Objective:
Can you convert all the data below into a Markdown table with the columns Row and Line, giving each line a numbered row and skipping blank lines? Leave the pictures out of the table.

[Image location labeling data]
_ _ _ _ _

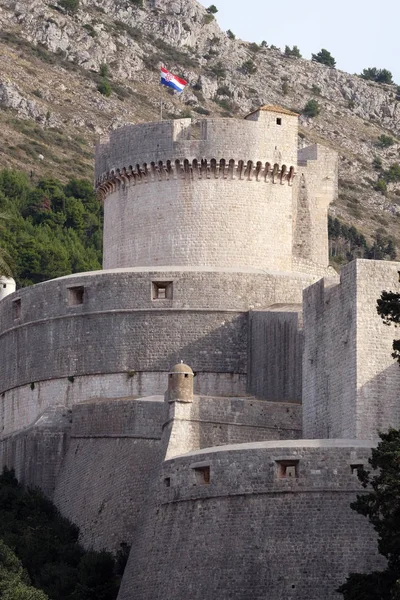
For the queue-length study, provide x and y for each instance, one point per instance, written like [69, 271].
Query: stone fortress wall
[116, 339]
[350, 381]
[212, 485]
[254, 531]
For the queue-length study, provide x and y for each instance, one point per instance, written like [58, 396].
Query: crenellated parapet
[240, 170]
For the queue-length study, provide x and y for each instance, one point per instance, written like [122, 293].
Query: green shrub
[201, 111]
[381, 186]
[90, 29]
[46, 544]
[324, 58]
[70, 6]
[292, 52]
[104, 88]
[385, 141]
[377, 163]
[218, 70]
[249, 68]
[253, 47]
[312, 108]
[378, 75]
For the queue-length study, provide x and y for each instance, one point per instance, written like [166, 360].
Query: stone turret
[180, 384]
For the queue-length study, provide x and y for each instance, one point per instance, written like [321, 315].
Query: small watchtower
[180, 384]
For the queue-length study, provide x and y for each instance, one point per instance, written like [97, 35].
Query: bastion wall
[115, 451]
[252, 531]
[120, 339]
[350, 381]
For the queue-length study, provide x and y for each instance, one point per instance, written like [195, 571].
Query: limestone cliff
[52, 111]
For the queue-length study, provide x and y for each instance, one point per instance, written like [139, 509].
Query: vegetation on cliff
[51, 229]
[40, 548]
[382, 507]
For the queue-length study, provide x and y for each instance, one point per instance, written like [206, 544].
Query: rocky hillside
[55, 56]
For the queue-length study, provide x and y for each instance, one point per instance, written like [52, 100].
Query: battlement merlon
[269, 134]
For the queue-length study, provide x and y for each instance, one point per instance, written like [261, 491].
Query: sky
[359, 34]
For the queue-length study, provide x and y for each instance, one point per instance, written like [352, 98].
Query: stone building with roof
[230, 474]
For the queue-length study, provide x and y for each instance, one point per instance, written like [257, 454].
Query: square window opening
[161, 290]
[288, 469]
[17, 309]
[76, 295]
[202, 475]
[355, 468]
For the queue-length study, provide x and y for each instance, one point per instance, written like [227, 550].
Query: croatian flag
[173, 81]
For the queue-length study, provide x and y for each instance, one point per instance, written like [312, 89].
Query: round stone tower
[180, 384]
[7, 286]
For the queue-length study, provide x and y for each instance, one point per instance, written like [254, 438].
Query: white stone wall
[350, 381]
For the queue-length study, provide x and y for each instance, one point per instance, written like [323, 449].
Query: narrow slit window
[76, 295]
[17, 309]
[161, 290]
[202, 475]
[356, 468]
[288, 469]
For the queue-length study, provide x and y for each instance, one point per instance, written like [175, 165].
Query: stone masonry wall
[119, 340]
[275, 354]
[104, 478]
[378, 375]
[351, 382]
[210, 222]
[246, 533]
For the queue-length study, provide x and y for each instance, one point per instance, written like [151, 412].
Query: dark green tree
[381, 505]
[389, 310]
[312, 108]
[378, 75]
[324, 57]
[14, 580]
[292, 52]
[47, 546]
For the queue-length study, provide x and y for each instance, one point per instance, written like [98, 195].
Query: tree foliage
[292, 52]
[378, 75]
[70, 6]
[347, 243]
[47, 550]
[312, 108]
[381, 505]
[52, 229]
[324, 57]
[389, 309]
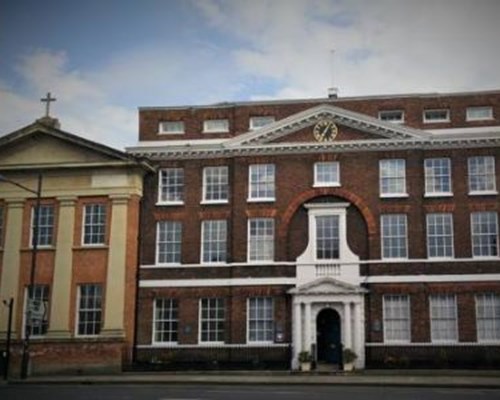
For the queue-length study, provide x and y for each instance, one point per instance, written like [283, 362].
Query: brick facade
[417, 276]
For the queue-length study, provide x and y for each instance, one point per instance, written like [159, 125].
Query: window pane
[168, 245]
[262, 181]
[212, 320]
[171, 185]
[392, 177]
[396, 318]
[394, 236]
[261, 239]
[484, 235]
[215, 183]
[165, 320]
[214, 241]
[89, 309]
[443, 316]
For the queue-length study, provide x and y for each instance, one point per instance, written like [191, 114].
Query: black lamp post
[9, 304]
[34, 248]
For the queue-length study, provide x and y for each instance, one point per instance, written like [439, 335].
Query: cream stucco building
[83, 293]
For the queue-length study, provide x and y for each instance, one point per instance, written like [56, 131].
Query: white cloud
[81, 106]
[380, 47]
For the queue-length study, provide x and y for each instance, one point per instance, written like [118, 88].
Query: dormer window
[215, 125]
[396, 116]
[441, 115]
[479, 113]
[171, 127]
[259, 122]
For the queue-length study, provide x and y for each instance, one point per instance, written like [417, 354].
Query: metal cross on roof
[47, 100]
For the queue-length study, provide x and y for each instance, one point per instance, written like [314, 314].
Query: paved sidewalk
[424, 378]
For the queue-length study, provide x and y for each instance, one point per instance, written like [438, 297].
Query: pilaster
[115, 279]
[59, 326]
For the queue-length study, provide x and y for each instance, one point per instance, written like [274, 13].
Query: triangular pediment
[41, 145]
[351, 126]
[327, 285]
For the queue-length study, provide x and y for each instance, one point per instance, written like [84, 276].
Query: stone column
[307, 327]
[297, 333]
[359, 327]
[115, 279]
[9, 283]
[347, 326]
[63, 270]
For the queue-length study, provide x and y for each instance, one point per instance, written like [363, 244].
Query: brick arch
[338, 192]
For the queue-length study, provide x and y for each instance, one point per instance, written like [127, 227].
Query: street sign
[37, 312]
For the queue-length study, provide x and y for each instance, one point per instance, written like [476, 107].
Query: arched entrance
[328, 336]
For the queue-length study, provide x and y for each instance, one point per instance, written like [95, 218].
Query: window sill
[484, 193]
[336, 184]
[169, 203]
[168, 265]
[394, 195]
[440, 194]
[92, 246]
[261, 200]
[214, 202]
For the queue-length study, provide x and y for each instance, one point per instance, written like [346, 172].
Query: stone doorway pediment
[327, 285]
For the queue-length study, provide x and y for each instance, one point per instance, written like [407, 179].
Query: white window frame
[488, 313]
[259, 121]
[334, 172]
[79, 308]
[99, 225]
[268, 173]
[443, 217]
[394, 171]
[42, 293]
[403, 305]
[171, 127]
[210, 125]
[481, 234]
[264, 242]
[385, 218]
[43, 223]
[220, 181]
[329, 239]
[385, 113]
[434, 171]
[177, 255]
[219, 229]
[488, 110]
[172, 321]
[2, 225]
[263, 321]
[453, 319]
[215, 320]
[429, 120]
[487, 175]
[175, 182]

_ _ _ _ _

Solution below:
| Row | Line |
|---|---|
| 1 | For the queue-length study, provide x and y for each instance, one point per instance, written like [69, 271]. |
| 2 | Query: stone fortress wall |
| 3 | [116, 339] |
| 4 | [350, 381] |
| 5 | [212, 485] |
| 6 | [254, 531] |
| 7 | For the queue-length study, provide x and y for each instance, one point per instance, written like [58, 396]. |
| 8 | Query: crenellated parapet |
| 9 | [240, 170] |
| 10 | For the queue-length study, provide x and y for each instance, one point per instance, written like [122, 293]. |
| 11 | Query: green shrub |
| 12 | [201, 111] |
| 13 | [381, 186] |
| 14 | [90, 29] |
| 15 | [46, 544] |
| 16 | [324, 58] |
| 17 | [70, 6] |
| 18 | [292, 52] |
| 19 | [104, 88] |
| 20 | [385, 141] |
| 21 | [377, 163] |
| 22 | [218, 70] |
| 23 | [249, 68] |
| 24 | [253, 47] |
| 25 | [312, 108] |
| 26 | [378, 75] |
| 27 | For the queue-length study, provide x and y for each instance, one point per instance, written like [166, 360]. |
| 28 | Query: stone turret |
| 29 | [180, 384] |
| 30 | For the queue-length study, provide x and y for each instance, one point per instance, written like [321, 315]. |
| 31 | Query: small watchtower |
| 32 | [180, 384] |
| 33 | For the queue-length study, provide x and y for each instance, one point per instance, written like [97, 35]. |
| 34 | Query: bastion wall |
| 35 | [115, 451] |
| 36 | [252, 531] |
| 37 | [120, 339] |
| 38 | [350, 381] |
| 39 | For the queue-length study, provide x and y for each instance, one point per instance, written like [195, 571]. |
| 40 | Query: limestone cliff |
| 41 | [52, 111] |
| 42 | For the queue-length study, provide x and y for each instance, one point per instance, written like [139, 509]. |
| 43 | Query: vegetation on cliff |
| 44 | [51, 229] |
| 45 | [40, 548] |
| 46 | [382, 507] |
| 47 | For the queue-length study, provide x and y for each instance, one point per instance, written like [206, 544]. |
| 48 | Query: rocky hillside |
| 49 | [55, 56] |
| 50 | For the queue-length study, provide x and y for each instance, one point per instance, written like [52, 100]. |
| 51 | Query: battlement merlon |
| 52 | [269, 134] |
| 53 | For the queue-length study, provide x and y for each instance, one point per instance, written like [261, 491]. |
| 54 | Query: sky |
| 55 | [359, 34] |
| 56 | For the queue-length study, provide x and y for each instance, one point per instance, written like [352, 98]. |
| 57 | Query: stone building with roof |
| 58 | [230, 474] |
| 59 | For the queue-length study, provide x and y for each instance, one point per instance, written like [257, 454]. |
| 60 | Query: square window opening |
| 61 | [161, 290] |
| 62 | [288, 469] |
| 63 | [17, 309] |
| 64 | [76, 295] |
| 65 | [202, 475] |
| 66 | [355, 468] |
| 67 | For the queue-length study, provide x and y for each instance, one point per instance, written like [227, 550]. |
| 68 | Query: croatian flag |
| 69 | [173, 81] |
| 70 | For the queue-length study, provide x and y for each instance, one point per instance, written like [312, 89]. |
| 71 | Query: round stone tower |
| 72 | [180, 384] |
| 73 | [7, 286] |
| 74 | For the queue-length study, provide x and y for each instance, one point per instance, written like [254, 438]. |
| 75 | Query: white stone wall |
| 76 | [350, 381] |
| 77 | For the queue-length study, provide x and y for each instance, one point per instance, written like [323, 449]. |
| 78 | Query: narrow slit window |
| 79 | [76, 295] |
| 80 | [17, 309] |
| 81 | [161, 290] |
| 82 | [202, 475] |
| 83 | [356, 468] |
| 84 | [288, 469] |
| 85 | For the queue-length study, provide x and y for each instance, one point per instance, written like [175, 165]. |
| 86 | Query: stone masonry wall |
| 87 | [119, 340] |
| 88 | [275, 354] |
| 89 | [104, 478] |
| 90 | [378, 375] |
| 91 | [351, 382] |
| 92 | [210, 222] |
| 93 | [246, 533] |
| 94 | For the queue-length study, provide x and y for each instance, one point per instance, written like [151, 412]. |
| 95 | Query: dark green tree |
| 96 | [381, 505] |
| 97 | [389, 310] |
| 98 | [312, 108] |
| 99 | [378, 75] |
| 100 | [324, 57] |
| 101 | [14, 580] |
| 102 | [292, 52] |
| 103 | [47, 546] |
| 104 | For the queue-length study, provide x and y for each instance, one point per instance, written like [98, 195]. |
| 105 | Query: tree foliage |
| 106 | [292, 52] |
| 107 | [378, 75] |
| 108 | [70, 6] |
| 109 | [347, 243] |
| 110 | [47, 550] |
| 111 | [312, 108] |
| 112 | [381, 505] |
| 113 | [52, 229] |
| 114 | [324, 57] |
| 115 | [389, 309] |
| 116 | For the queue-length study, provide x and y for each instance, one point per instance, written like [283, 362]. |
| 117 | Query: brick facade |
| 118 | [417, 276] |
| 119 | For the queue-length study, provide x and y for each instance, one point per instance, written like [159, 125]. |
| 120 | Query: window pane |
| 121 | [168, 245] |
| 122 | [262, 181] |
| 123 | [212, 320] |
| 124 | [171, 185] |
| 125 | [392, 177] |
| 126 | [396, 318] |
| 127 | [394, 236] |
| 128 | [261, 239] |
| 129 | [484, 235] |
| 130 | [215, 183] |
| 131 | [165, 320] |
| 132 | [214, 241] |
| 133 | [89, 309] |
| 134 | [443, 316] |
| 135 | For the queue-length study, provide x and y for each instance, one point per instance, written like [191, 114]. |
| 136 | Query: black lamp post |
| 137 | [9, 304] |
| 138 | [34, 248] |
| 139 | For the queue-length study, provide x and y for each instance, one point per instance, written like [439, 335]. |
| 140 | Query: cream stucco building |
| 141 | [83, 293] |
| 142 | For the queue-length study, provide x and y for each instance, one point per instance, written like [56, 131]. |
| 143 | Query: white cloud |
| 144 | [81, 106] |
| 145 | [380, 47] |
| 146 | For the queue-length study, provide x and y for each instance, one point per instance, written like [118, 88]. |
| 147 | Query: dormer window |
| 148 | [215, 125] |
| 149 | [396, 116] |
| 150 | [441, 115] |
| 151 | [479, 113] |
| 152 | [171, 127] |
| 153 | [259, 122] |
| 154 | For the queue-length study, provide x and y for each instance, one point per instance, written like [417, 354]. |
| 155 | Query: metal cross on roof |
| 156 | [47, 100] |
| 157 | For the queue-length study, provide x and y for each instance, one point per instance, written like [314, 314]. |
| 158 | Query: paved sidewalk |
| 159 | [424, 378] |
| 160 | For the queue-length study, provide x and y for each instance, one point per instance, written like [438, 297]. |
| 161 | Query: pilaster |
| 162 | [115, 279] |
| 163 | [59, 326] |
| 164 | For the queue-length study, provide x and y for each instance, one point per instance, written like [274, 13]. |
| 165 | Query: triangular pediment |
| 166 | [41, 145] |
| 167 | [351, 126] |
| 168 | [327, 285] |
| 169 | For the queue-length study, provide x and y for each instance, one point per instance, written like [84, 276]. |
| 170 | Query: stone column |
| 171 | [307, 327] |
| 172 | [297, 333] |
| 173 | [359, 327] |
| 174 | [115, 279] |
| 175 | [9, 283] |
| 176 | [347, 326] |
| 177 | [63, 270] |
| 178 | For the queue-length study, provide x and y for each instance, one point per instance, written like [363, 244]. |
| 179 | Query: brick arch |
| 180 | [338, 192] |
| 181 | For the queue-length study, provide x and y for each instance, one point per instance, written like [127, 227]. |
| 182 | Query: street sign |
| 183 | [37, 312] |
| 184 | For the queue-length study, provide x and y for each instance, one point per instance, written like [476, 107]. |
| 185 | Query: arched entrance |
| 186 | [328, 336] |
| 187 | For the queue-length study, provide x and y for each instance, one point per instance, written like [95, 218]. |
| 188 | Query: window sill |
| 189 | [484, 193] |
| 190 | [336, 184] |
| 191 | [169, 203] |
| 192 | [168, 265] |
| 193 | [394, 195] |
| 194 | [440, 194] |
| 195 | [92, 246] |
| 196 | [261, 200] |
| 197 | [214, 202] |
| 198 | For the queue-length study, provide x and y for each instance, one point per instance, written like [346, 172]. |
| 199 | Query: stone doorway pediment |
| 200 | [327, 285] |
| 201 | For the queue-length study, provide x and y for each instance, one point per instance, written like [407, 179]. |
| 202 | Query: white window frame |
| 203 | [488, 313] |
| 204 | [259, 121] |
| 205 | [334, 172] |
| 206 | [79, 308] |
| 207 | [99, 225] |
| 208 | [268, 173] |
| 209 | [443, 217] |
| 210 | [394, 171] |
| 211 | [42, 293] |
| 212 | [403, 305] |
| 213 | [171, 127] |
| 214 | [210, 125] |
| 215 | [481, 234] |
| 216 | [264, 242] |
| 217 | [385, 218] |
| 218 | [43, 223] |
| 219 | [220, 181] |
| 220 | [329, 239] |
| 221 | [385, 113] |
| 222 | [434, 171] |
| 223 | [177, 255] |
| 224 | [219, 229] |
| 225 | [488, 110] |
| 226 | [172, 321] |
| 227 | [2, 225] |
| 228 | [263, 321] |
| 229 | [453, 319] |
| 230 | [215, 320] |
| 231 | [429, 120] |
| 232 | [487, 175] |
| 233 | [175, 182] |